- _Given passage_
What was it Nietzsche said about staring into the Abyss?

What was it Nietzsche said about staring into the Abyss?

What was it Nietzsche said about staring into the Abyss? BBC

In an interview with Gay Times in 2011 Gatiss spoke of his dream of intelligently portrayed queer representation on TV; “That’s how the revolution happens… I think when the day comes that you have a big detective show… [in which the detective goes to work and] he’s a maverick and all the usual things and [when he gets home] and his boyfriend says, “Are you alright?”… then something would have genuinely changed.” On Sherlock, Gatiss was given the chance to stage that revolution and it would seem he had neither the courage nor the ingenuity to seize it. Moffat has long been accused of misogynistic writing and the accusations follow him to Sherlock. Mary, the unseen housewife who dies off screen in the Conan Doyle stories was transformed into a character with agency in the BBC show only to die on screen and be periodically resurrected to help her “Baker Street boys” along. It was a textbook case of ‘fridging’ a female character – an allusion heightened by Mycroft opening an empty fridge in the moments after Mary’s death. Molly, a Gatiss and Moffat original character grew to develop beyond her infatuation with Sherlock through the series only to be forced back into that box in the final episode. These instances only add to the already long list of crimes this show has perpetrated against its female characters throughout its run.

Real world implications aside, in a purely narrative sense The Final Problem and Series 4 as a whole set about systematically dismantling what the previous three seasons built up. In an interview with IGN in 2014 Steven Moffat said of the show: “ it’s not a detective show. It’s a show about a detective. That’s why it’s exciting.” Yet in a voice over at the end of The Final Problem Mary declares “it not about who you really are, it’s all about the legends.” The show sacrificed character growth at the altar of high octane action and as a result fell utterly flat, becoming a parody of itself and its genre. Indeed the final episode’s incongruity with the show as a whole has led some fans to speculate on the existence of a secret fourth episode that is yet to air – and who can blame them, from the first moment of The Final Problem to its last it feels like Moriarty has hacked into every screen showing Sherlock.

If this final episode really is the end of series 4 (and at this point it’s far from certainty in my mind) then it was the protracted death of a once great show. The show runners doubt whether they will be able to make series 5; if this is was the culmination of their great plan, they don’t deserve to. The Final Problem got a standing ovation at the press screening. Why, we must ask ourselves. Perhaps, as one incisive friend put it, it was because it was finally, thankfully, over.

Point localization data:

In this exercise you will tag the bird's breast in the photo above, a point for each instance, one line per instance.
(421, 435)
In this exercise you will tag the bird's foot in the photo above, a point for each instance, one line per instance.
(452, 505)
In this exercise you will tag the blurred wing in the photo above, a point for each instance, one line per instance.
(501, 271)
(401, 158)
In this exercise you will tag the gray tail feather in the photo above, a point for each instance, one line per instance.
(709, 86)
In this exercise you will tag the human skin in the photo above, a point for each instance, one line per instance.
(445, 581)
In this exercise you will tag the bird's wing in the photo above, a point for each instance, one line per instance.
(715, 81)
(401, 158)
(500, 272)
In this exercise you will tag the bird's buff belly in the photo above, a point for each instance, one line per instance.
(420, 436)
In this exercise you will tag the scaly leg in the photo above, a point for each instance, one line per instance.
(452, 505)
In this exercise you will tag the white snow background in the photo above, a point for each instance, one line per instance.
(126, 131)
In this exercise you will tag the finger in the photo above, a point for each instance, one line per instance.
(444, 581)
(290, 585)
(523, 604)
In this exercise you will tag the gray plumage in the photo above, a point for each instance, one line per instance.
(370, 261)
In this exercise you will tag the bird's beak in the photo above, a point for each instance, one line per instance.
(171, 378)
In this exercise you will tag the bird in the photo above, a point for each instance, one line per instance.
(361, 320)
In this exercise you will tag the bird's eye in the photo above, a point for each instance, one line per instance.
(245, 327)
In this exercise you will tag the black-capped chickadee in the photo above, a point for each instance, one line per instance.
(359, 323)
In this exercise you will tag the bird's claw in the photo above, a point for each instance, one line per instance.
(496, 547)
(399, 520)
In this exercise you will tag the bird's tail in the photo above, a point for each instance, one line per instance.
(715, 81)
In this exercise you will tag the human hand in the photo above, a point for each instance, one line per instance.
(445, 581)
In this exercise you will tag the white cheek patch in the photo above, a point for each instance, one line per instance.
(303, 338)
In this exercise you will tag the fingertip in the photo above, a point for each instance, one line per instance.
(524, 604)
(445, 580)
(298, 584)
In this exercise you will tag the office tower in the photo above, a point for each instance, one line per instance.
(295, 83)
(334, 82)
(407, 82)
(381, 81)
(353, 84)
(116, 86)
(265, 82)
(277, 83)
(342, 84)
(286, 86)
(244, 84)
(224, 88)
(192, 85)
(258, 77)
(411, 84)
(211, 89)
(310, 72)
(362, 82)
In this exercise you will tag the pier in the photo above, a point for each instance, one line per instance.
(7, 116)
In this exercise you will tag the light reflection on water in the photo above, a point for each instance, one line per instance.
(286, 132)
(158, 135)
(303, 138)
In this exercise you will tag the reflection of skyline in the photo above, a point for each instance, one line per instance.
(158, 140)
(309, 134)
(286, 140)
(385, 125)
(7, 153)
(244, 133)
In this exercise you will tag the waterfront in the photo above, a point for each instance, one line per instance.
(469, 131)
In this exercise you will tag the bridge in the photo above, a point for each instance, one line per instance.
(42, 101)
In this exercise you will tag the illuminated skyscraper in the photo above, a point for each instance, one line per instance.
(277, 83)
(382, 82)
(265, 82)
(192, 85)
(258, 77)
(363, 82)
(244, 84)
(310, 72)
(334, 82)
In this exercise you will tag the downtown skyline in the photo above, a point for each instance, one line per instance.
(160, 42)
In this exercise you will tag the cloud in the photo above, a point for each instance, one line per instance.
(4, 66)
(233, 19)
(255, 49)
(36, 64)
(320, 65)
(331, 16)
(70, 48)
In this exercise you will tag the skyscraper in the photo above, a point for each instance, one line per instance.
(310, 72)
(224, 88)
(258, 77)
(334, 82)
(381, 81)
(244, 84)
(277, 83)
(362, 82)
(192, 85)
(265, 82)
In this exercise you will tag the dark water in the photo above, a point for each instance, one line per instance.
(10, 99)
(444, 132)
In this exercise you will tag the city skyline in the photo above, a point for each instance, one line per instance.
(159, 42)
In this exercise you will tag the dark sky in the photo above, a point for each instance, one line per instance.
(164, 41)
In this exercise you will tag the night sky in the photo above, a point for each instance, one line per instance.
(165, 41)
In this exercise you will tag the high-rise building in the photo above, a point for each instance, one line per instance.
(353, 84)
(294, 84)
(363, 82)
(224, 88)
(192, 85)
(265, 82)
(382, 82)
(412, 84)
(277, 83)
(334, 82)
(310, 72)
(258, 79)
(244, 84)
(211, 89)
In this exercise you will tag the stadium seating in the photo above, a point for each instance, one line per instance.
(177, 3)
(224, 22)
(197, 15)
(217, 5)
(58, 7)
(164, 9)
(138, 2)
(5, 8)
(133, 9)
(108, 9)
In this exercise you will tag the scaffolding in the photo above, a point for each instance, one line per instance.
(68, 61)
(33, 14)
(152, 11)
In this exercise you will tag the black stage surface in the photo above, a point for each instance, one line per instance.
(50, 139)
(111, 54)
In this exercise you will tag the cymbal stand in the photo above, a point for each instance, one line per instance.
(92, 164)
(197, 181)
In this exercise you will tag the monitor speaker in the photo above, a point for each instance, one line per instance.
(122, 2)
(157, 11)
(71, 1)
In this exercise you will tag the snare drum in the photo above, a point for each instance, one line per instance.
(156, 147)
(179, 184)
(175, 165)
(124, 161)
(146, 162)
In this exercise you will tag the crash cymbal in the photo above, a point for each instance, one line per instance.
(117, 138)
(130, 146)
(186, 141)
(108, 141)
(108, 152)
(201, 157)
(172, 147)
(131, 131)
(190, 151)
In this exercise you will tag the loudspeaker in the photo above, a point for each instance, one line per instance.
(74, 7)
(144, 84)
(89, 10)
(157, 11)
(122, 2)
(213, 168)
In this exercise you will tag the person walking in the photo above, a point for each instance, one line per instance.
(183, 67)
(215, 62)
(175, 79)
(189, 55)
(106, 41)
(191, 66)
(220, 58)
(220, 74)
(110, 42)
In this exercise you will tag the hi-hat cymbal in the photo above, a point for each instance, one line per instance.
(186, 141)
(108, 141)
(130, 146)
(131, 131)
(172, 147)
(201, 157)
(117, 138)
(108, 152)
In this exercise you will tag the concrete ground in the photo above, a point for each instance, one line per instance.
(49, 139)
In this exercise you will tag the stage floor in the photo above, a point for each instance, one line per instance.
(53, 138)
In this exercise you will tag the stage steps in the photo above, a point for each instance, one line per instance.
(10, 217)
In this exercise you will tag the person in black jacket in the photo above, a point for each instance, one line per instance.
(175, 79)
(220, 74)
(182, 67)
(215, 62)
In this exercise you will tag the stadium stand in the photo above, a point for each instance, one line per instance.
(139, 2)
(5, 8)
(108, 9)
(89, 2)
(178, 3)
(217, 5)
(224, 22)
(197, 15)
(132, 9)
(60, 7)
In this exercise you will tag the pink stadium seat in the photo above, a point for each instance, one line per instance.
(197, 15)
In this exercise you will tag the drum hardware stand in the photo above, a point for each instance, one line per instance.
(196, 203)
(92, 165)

- _Prompt_
Copy the passage on Sherlock from "If this final" to "finally, thankfully, over.", swapping "press screening" for "preview screening".

- _Exercise answer_
If this final episode really is the end of series 4 (and at this point it’s far from certainty in my mind) then it was the protracted death of a once great show. The show runners doubt whether they will be able to make series 5; if this is was the culmination of their great plan, they don’t deserve to. The Final Problem got a standing ovation at the preview screening. Why, we must ask ourselves. Perhaps, as one incisive friend put it, it was because it was finally, thankfully, over.